## EXERCISE
Starting at the line with "[pin] wooden picture frame -- one per line", set down each line of the entries below through the last one, exactly as it stands.
START LISTED RECORDS
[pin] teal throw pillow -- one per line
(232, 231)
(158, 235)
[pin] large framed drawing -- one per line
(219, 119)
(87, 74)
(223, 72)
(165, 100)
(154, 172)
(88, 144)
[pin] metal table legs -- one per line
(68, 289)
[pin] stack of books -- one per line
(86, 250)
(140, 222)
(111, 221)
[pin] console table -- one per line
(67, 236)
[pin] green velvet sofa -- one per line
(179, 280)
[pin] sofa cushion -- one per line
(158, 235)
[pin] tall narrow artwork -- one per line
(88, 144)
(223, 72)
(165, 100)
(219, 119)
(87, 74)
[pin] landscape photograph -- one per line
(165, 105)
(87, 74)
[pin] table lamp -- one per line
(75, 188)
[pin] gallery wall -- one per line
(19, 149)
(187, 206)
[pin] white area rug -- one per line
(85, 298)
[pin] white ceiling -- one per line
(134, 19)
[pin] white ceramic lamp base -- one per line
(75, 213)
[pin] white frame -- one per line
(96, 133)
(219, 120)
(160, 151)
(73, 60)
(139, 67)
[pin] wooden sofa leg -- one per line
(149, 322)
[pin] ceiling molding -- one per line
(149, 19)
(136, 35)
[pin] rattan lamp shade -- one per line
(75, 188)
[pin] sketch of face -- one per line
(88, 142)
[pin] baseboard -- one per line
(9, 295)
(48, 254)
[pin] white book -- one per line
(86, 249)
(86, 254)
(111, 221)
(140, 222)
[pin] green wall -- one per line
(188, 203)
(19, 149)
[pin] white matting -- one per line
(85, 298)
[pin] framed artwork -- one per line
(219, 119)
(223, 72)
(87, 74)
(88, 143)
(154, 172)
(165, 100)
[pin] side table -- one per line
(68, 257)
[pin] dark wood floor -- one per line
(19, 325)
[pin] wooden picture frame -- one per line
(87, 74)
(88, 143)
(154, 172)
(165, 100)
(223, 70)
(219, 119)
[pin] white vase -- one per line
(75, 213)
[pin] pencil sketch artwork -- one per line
END LISTED RECORDS
## PROBLEM SOLUTION
[pin] wooden picture frame -- one per line
(87, 74)
(88, 143)
(154, 172)
(165, 100)
(223, 70)
(219, 119)
[pin] white vase -- one per line
(75, 213)
[pin] pencil sketch artwork -- one per line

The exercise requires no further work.